== Data lines ==

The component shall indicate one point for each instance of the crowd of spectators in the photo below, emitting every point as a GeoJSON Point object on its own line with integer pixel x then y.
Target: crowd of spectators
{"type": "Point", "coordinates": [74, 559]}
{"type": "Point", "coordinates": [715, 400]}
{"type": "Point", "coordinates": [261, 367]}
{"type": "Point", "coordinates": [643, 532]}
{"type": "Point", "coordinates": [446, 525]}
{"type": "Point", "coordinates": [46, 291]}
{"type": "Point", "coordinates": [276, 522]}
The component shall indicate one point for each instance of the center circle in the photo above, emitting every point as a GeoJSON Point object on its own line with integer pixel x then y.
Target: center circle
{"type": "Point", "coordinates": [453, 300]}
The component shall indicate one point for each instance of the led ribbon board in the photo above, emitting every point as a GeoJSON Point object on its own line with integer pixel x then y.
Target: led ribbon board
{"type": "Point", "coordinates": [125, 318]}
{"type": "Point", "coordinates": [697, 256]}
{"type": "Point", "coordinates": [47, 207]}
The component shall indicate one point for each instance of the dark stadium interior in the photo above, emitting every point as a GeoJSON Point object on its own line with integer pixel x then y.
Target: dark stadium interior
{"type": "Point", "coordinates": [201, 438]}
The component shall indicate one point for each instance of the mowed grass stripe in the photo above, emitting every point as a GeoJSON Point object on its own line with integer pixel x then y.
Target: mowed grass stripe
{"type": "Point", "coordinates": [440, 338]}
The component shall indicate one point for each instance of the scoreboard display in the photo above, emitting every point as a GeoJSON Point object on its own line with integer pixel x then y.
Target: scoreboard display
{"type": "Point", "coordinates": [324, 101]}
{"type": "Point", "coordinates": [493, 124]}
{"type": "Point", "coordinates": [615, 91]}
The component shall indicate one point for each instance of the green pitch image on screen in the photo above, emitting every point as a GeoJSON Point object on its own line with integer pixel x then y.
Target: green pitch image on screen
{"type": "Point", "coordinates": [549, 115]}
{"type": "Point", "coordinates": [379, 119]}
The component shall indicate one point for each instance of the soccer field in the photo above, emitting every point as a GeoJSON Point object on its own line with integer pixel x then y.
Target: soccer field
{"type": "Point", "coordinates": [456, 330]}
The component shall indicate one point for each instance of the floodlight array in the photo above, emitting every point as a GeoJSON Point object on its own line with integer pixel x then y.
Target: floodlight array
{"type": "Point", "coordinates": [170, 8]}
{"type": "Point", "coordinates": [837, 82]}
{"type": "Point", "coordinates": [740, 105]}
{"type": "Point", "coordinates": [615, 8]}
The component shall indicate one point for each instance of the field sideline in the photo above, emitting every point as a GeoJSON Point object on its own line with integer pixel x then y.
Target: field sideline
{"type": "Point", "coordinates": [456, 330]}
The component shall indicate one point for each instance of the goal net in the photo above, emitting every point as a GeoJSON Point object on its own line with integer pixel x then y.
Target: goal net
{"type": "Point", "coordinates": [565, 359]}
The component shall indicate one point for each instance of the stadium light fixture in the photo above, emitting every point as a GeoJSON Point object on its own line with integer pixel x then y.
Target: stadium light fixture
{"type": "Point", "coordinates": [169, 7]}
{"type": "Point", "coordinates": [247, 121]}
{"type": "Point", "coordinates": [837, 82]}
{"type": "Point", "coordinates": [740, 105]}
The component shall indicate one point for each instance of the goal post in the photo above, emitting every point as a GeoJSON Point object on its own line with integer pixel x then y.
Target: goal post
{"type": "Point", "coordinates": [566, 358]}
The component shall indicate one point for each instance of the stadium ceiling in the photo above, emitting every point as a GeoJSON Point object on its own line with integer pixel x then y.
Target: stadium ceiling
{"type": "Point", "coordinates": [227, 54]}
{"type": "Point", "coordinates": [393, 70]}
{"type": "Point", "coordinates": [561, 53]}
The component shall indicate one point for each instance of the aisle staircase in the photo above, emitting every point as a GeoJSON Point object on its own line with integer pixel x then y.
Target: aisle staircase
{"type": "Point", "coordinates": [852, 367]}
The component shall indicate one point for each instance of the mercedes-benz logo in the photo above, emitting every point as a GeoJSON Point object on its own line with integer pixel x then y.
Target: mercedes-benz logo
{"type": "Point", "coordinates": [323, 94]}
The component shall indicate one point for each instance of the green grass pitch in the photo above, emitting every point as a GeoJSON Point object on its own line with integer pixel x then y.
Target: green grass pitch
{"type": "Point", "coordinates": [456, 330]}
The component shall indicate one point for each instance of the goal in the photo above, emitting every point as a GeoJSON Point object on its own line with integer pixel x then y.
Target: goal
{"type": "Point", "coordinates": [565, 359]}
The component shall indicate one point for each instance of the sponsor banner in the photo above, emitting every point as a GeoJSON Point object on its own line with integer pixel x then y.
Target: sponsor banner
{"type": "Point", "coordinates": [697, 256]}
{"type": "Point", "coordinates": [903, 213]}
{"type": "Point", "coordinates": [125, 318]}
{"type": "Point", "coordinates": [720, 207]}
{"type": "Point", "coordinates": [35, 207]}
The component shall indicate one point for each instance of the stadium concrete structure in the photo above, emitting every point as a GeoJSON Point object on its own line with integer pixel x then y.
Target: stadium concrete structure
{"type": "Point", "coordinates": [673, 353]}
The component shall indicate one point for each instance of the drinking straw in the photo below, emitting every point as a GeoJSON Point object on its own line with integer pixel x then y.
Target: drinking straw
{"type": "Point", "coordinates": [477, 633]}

===
== Data lines ==

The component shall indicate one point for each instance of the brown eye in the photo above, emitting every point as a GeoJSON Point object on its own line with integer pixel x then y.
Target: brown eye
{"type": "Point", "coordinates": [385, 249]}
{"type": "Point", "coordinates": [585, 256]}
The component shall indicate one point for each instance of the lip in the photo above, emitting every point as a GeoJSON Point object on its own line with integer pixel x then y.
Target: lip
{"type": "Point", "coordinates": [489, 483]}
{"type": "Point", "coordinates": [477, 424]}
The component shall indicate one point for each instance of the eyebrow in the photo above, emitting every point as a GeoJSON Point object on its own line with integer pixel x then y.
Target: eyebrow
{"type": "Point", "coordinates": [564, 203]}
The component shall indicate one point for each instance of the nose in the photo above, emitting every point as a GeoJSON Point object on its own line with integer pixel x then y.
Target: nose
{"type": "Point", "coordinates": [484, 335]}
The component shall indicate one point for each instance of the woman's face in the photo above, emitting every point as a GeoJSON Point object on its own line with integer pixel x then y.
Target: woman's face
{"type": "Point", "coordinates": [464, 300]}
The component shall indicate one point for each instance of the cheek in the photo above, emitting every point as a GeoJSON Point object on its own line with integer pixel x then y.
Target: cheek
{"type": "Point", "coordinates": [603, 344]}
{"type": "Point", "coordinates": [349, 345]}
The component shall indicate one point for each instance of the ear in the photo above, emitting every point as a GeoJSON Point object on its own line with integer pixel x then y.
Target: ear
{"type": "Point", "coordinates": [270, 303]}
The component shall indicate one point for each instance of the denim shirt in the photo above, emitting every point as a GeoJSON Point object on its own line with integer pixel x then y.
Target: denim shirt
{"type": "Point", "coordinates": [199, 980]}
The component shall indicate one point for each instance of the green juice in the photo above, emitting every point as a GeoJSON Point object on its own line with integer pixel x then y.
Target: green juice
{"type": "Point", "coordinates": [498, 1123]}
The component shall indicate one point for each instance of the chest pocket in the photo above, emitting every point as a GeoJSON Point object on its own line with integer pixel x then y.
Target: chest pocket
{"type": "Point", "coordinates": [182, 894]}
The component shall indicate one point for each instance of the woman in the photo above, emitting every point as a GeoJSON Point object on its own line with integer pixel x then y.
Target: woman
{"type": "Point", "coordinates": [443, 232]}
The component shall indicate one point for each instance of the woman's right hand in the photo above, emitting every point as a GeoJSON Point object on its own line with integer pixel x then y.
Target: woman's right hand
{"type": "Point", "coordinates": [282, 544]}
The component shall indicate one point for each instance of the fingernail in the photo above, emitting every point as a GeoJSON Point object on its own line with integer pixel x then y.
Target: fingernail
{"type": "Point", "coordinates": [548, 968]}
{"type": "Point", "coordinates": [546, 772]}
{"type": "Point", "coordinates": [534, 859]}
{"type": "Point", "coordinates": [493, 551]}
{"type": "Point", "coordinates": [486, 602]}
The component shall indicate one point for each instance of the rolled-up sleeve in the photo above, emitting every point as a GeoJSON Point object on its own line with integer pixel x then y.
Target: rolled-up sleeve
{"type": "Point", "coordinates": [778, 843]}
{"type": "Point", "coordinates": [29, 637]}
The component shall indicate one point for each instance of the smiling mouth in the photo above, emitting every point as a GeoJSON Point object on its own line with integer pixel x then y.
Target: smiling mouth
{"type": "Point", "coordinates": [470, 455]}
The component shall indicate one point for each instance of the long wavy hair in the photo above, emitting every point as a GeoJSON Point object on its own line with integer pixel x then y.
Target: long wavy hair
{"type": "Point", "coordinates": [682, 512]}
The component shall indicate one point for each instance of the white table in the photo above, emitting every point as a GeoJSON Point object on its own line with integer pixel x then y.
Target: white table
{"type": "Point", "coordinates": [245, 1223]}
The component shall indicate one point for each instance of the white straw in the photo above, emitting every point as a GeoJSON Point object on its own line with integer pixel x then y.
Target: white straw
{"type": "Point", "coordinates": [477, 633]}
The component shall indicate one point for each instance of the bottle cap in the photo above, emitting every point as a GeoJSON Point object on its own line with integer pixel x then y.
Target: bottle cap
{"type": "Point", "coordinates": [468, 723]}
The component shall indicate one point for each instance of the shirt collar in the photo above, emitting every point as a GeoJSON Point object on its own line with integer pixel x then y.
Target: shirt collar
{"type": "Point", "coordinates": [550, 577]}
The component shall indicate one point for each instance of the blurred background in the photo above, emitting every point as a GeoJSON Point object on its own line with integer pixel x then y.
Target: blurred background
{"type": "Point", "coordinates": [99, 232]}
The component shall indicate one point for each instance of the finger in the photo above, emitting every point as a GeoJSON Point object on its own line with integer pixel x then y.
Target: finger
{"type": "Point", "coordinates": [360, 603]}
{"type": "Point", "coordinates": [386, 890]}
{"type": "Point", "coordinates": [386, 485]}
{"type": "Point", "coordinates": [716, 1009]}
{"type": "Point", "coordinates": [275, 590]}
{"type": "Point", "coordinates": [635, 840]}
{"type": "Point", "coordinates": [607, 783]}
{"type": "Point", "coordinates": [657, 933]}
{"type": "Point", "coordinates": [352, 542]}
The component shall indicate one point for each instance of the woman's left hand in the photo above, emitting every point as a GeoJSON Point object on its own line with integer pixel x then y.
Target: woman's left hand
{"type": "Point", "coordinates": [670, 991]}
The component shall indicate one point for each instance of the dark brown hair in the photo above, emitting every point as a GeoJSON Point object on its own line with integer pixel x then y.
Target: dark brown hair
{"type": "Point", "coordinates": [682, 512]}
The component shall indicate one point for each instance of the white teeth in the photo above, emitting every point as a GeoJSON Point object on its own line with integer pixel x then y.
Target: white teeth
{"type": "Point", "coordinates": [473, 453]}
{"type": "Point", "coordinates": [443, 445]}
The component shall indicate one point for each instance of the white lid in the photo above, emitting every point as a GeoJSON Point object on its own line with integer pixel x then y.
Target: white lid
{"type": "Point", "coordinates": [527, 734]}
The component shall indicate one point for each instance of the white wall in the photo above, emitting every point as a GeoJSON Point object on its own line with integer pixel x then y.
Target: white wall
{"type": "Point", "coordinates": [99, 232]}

===
== Data lines ==

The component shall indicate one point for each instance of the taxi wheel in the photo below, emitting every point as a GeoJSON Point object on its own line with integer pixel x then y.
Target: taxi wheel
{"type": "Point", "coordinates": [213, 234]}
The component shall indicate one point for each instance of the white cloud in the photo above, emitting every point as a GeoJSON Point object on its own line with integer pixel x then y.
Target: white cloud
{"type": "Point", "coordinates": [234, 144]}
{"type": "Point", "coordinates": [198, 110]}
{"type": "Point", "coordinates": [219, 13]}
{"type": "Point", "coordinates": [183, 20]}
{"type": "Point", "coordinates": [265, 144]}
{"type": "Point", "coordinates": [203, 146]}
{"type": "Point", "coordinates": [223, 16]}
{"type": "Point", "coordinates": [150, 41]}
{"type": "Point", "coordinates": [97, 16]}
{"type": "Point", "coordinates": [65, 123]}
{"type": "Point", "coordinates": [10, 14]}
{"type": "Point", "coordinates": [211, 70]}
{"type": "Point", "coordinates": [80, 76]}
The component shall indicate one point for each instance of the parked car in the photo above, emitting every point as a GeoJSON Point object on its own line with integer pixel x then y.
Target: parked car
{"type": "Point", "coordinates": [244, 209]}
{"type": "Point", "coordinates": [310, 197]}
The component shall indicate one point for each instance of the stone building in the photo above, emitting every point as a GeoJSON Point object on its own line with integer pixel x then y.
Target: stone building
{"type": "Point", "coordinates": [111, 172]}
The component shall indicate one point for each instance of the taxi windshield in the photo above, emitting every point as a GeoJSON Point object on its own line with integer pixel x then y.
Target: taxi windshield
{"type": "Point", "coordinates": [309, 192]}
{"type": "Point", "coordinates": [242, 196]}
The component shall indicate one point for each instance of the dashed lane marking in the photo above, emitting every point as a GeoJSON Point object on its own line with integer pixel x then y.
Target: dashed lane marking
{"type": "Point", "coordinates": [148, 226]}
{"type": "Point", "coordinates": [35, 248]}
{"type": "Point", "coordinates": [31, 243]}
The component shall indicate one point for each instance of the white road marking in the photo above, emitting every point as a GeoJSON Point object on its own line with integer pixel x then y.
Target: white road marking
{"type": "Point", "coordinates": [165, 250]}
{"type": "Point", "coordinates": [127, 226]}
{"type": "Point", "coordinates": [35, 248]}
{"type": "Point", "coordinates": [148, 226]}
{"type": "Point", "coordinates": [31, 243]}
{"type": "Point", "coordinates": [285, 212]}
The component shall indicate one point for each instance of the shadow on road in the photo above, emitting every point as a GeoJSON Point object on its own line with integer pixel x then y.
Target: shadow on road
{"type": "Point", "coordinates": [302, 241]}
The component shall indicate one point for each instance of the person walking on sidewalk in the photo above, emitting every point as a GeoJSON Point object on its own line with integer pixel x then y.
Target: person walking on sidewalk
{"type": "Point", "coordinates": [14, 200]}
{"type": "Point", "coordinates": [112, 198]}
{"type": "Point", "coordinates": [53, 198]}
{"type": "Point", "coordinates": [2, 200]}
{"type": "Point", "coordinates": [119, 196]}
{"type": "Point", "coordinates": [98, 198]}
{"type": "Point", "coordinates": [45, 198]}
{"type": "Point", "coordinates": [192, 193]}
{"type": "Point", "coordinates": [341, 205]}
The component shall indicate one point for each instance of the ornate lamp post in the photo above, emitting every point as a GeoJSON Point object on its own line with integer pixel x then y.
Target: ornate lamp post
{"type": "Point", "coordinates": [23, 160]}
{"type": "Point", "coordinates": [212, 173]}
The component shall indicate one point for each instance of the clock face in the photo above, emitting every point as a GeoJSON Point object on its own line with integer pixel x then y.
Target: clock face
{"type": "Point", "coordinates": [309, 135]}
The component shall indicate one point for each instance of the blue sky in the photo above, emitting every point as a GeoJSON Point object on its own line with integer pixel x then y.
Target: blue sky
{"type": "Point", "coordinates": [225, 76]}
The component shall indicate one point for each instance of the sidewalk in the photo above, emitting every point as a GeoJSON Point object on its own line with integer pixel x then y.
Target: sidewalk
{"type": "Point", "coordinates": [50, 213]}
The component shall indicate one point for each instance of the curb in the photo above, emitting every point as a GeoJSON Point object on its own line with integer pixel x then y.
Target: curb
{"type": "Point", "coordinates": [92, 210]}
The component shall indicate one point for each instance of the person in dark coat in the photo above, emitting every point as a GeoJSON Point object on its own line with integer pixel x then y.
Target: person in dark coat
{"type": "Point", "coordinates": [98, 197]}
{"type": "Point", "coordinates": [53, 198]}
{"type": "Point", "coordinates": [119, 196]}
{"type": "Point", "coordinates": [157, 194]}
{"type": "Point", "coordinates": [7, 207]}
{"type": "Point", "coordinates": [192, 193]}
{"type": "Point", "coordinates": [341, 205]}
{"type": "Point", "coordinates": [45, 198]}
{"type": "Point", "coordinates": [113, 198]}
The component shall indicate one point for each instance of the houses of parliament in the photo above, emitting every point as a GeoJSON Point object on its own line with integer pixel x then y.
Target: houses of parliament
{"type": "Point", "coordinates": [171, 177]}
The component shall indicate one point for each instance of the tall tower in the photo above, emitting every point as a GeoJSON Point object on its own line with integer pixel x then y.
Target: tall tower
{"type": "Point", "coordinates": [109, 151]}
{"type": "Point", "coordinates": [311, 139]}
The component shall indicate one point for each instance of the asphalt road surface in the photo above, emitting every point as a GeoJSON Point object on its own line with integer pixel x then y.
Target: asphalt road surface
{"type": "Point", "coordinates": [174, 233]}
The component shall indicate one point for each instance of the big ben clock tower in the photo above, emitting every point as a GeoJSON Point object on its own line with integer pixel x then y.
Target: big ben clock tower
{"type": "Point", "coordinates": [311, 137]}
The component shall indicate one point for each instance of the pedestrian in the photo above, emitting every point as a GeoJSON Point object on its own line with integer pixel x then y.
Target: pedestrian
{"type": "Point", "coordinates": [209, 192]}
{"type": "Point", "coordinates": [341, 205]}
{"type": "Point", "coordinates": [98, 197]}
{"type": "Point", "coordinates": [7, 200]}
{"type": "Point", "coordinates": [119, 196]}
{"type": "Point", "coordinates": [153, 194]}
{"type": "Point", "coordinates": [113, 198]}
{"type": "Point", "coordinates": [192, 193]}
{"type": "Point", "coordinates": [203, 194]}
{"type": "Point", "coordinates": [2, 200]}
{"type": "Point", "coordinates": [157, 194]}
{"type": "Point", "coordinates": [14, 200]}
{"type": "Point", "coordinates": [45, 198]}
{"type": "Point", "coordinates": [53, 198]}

===

◆ **Short task**:
List each line in the material above that contains the word "pitch".

◆ **The response**:
The component shall indicate one point for each instance of the green pitch image on screen in the photo above, emitting every point as a GeoJSON Point object on its own line with integer pixel x then y.
Target: green pitch image on screen
The component shall indicate one point for each instance of the green grass pitch in the photo above, emitting every point as a GeoJSON Point object on its own line with integer pixel x then y.
Target: green grass pitch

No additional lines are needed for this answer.